WHAT NEEDS TO BE DONE:
Your task is to write out the lines from the line containing "the woman's left" through the last line of the material, exactly.

ITEMS:

+-------+

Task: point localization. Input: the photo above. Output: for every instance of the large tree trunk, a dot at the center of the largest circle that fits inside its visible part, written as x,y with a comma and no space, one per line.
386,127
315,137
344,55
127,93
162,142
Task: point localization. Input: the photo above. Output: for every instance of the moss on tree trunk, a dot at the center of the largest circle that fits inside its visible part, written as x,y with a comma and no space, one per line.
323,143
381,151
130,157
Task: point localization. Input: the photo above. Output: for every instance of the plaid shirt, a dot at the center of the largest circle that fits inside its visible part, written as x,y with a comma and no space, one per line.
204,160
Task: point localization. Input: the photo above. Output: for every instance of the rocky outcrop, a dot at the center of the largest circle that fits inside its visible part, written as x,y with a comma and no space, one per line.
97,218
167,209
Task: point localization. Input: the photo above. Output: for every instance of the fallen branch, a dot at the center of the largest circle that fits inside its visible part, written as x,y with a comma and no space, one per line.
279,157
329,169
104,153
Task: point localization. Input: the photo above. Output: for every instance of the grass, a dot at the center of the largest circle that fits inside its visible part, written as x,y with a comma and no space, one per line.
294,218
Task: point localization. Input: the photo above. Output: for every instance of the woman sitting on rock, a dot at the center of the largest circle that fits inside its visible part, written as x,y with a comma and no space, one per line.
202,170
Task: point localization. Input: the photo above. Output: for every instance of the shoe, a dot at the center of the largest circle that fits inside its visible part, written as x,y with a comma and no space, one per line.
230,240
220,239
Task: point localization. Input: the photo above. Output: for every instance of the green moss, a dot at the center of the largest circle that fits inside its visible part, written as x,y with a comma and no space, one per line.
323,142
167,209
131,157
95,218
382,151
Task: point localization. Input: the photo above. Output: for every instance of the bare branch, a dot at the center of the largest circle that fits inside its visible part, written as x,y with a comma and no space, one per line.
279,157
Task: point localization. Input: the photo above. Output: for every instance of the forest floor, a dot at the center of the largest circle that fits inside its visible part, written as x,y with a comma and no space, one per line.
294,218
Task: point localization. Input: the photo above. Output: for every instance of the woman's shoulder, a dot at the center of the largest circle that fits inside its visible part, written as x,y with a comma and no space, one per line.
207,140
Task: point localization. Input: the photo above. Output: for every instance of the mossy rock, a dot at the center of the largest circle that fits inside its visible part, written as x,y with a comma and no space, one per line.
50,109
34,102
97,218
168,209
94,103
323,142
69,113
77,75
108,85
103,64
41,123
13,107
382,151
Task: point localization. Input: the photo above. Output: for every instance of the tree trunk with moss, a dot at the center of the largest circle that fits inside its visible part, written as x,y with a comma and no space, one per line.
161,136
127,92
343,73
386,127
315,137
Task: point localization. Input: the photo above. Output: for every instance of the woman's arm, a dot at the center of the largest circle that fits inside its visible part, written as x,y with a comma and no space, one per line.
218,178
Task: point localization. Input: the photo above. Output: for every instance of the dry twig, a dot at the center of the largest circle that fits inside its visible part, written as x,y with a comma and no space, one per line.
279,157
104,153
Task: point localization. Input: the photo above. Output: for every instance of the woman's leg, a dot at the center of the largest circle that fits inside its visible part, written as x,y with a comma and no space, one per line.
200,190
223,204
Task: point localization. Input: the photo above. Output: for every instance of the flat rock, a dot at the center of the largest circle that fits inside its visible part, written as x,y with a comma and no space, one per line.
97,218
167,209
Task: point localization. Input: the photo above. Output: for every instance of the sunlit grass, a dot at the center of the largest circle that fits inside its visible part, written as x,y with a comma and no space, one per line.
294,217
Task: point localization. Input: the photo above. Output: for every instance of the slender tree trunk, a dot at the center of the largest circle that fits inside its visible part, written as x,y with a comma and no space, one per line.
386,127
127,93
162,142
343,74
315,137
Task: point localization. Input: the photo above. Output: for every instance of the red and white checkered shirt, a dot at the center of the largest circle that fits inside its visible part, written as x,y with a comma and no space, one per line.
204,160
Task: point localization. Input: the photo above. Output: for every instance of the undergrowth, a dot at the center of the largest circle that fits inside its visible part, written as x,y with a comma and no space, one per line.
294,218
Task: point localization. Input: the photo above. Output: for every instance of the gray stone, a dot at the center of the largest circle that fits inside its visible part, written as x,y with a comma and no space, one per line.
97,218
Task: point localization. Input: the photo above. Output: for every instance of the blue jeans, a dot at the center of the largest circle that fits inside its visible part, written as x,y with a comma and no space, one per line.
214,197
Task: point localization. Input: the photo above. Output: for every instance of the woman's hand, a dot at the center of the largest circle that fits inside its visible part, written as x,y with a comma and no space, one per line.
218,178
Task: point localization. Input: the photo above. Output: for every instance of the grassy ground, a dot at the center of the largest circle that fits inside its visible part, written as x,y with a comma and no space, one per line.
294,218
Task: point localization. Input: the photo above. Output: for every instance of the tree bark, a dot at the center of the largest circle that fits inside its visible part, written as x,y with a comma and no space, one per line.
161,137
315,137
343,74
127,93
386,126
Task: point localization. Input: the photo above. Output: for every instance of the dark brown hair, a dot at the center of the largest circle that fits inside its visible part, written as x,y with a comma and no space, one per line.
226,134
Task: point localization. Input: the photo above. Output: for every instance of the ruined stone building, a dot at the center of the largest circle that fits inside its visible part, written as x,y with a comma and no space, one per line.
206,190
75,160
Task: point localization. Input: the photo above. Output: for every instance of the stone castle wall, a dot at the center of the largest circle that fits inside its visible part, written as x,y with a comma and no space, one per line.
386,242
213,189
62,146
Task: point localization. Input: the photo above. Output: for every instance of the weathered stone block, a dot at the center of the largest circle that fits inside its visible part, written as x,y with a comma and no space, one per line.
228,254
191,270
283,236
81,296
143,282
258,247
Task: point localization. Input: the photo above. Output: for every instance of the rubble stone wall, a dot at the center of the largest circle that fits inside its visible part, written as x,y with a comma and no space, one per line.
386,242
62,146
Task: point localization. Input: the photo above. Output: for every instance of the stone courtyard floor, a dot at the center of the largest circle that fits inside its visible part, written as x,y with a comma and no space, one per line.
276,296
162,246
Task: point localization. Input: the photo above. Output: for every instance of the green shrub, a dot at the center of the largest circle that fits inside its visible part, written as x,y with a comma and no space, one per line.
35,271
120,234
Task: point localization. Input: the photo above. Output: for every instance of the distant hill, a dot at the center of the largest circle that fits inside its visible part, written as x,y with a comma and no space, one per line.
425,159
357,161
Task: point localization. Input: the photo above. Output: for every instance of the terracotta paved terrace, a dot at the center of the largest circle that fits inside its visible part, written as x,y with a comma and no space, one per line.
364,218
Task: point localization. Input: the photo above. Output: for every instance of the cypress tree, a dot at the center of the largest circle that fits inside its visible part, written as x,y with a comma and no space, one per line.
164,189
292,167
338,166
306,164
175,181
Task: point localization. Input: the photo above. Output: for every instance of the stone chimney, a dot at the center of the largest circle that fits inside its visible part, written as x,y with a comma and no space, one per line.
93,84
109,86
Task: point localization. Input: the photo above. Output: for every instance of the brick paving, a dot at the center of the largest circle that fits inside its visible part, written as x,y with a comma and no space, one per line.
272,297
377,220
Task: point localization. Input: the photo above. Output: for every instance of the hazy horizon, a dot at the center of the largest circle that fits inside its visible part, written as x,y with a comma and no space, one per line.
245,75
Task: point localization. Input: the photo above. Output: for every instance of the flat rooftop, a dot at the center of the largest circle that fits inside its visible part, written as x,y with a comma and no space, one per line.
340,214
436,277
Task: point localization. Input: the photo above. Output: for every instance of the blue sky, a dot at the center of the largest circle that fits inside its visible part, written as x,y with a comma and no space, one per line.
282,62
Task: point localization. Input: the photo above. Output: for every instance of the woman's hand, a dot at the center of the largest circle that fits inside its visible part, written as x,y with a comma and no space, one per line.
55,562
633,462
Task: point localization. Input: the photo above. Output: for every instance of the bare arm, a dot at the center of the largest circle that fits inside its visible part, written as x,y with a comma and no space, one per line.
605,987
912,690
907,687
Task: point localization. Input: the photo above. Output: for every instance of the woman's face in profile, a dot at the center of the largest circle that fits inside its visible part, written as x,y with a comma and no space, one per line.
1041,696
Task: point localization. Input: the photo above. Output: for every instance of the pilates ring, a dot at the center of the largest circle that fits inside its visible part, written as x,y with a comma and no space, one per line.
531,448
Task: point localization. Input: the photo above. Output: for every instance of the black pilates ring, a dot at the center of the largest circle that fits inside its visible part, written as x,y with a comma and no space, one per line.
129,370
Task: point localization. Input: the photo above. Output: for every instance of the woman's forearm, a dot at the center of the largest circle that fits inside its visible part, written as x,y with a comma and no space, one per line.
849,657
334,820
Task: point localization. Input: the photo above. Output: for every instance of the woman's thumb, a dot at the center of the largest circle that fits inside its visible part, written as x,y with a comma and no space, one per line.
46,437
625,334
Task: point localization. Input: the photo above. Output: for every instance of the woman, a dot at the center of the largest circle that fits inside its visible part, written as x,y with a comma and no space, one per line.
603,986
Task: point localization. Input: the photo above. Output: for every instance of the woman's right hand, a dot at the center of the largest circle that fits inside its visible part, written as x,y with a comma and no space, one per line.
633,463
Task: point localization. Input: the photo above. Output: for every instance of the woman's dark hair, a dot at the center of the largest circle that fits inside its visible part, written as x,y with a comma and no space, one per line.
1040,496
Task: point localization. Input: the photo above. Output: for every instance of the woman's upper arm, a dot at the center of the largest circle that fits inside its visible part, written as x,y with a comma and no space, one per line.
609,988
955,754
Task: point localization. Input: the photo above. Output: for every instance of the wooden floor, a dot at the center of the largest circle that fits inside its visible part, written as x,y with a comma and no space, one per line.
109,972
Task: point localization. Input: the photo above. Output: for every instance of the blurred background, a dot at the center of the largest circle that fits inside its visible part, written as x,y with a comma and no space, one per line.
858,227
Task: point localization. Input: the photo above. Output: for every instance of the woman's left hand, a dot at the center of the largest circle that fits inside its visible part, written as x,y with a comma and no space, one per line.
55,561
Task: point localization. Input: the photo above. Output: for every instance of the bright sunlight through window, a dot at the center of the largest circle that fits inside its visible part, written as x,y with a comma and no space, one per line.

+-------+

REPLY:
Task: point localization. Input: the photo above. Output: for every instance of the woman's left hand, a dot at the center of the largest circle that fits inside its visible part, written as x,y with a comma and no space, one per line.
55,561
Task: point localization. Input: the photo above. Output: for every instance of the bright sunlight through window, a dot at the center of the largest circle that fits inside its visible part, written as x,y with a comma and no space, one per line.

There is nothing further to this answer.